**Sayfa Alıntısı**
----------

En sık rastlanan form hatası uzun adımdır. Uzun adım atmak koşu hızını ve etkinliğini arttırmayacaktır. Tam tersi gerçekleşir. Uzun adım vücudunuzun önüne erişerek topuklarınızın üstüne inmenize neden olur. Bu da daha önce bahsettiğim fren etkisine. Uygun bir adımda ayaklarınız her adımınızda vücudunuzun altınada yere temas etmelidir. Hızlı ve hafif adımlarla koşmaya konsantre olmanız lazım. Ayaklarınız vücudunuzun ağırlık merkezinin hemen altında çalışan bir çark motoru gibi dönmeli. Aşırı adım bir form hatasıdır ama hızlı koşmak için adımlarınızı vücudunuzun önüne geçirmeden mümkün olduğunca büyük atmalısınız.

----------

**Gösterilen Bilgiler**
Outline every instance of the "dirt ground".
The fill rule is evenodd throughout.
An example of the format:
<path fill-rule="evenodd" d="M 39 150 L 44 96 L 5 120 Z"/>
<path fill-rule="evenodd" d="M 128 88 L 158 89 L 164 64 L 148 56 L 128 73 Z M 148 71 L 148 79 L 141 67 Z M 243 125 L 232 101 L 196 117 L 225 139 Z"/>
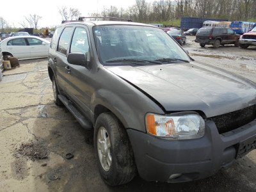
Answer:
<path fill-rule="evenodd" d="M 188 36 L 193 58 L 256 82 L 256 47 L 201 48 Z M 93 132 L 53 102 L 47 60 L 20 61 L 0 82 L 1 191 L 256 191 L 256 150 L 211 177 L 181 184 L 136 177 L 117 187 L 100 177 Z"/>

----------

**Yapılacak İş**
Koşuda adım uzunluğu hatasını anlatan sayfa alıntısını, son cümlesinin ardından gelecek şekilde yazarak sürdürünüz.

**Görev Çıktısı**
Büyük adımlar atın vücudunuzu öne eğin düşme eğilimini arttırın ve ön ayağınızı vücudunuzu yakalayarak ilerleyin. Böylelikle fren etkisi olmadan ilerleyebilirsiniz. Ayaklarınızı fazla öne atarsanız topuklarınızın üstüne inerek fren etkisine maruz kalır ayrıca sakatlanırsınız... Unutmayın...

Adım Mekanikleri:


Bütün efforunuz ileri yönelmeye odaklanmış olmalı. Çok az bir aşağı ve yukarı hareket olmalı... Koşucular aşağı yukarı yaylanıyorlarsa gereksiz enerji harcıyorlar demektir. Ayrıca eklemlerine gereksiz yük bindiriyorlar... İleri doğru kayıyormuş gibi hissetmeniz lazım. Başınızın üstünde bir şey taşıdığınızı hayal edin. Koşarken o şey düşmemeli...

Adımlarınız hızlı ve hafif olmalı. Koşarken birini gizlice takip ettiğinizi hayal edin. Adımlarınız hafif ve sessiz olmalı. Eğer adımlarınız ağır ve sesli ise ya çok fazla yukarı aşağı hareket yapıyor ya da çok fazla öne eğiliyorsunuz demektir.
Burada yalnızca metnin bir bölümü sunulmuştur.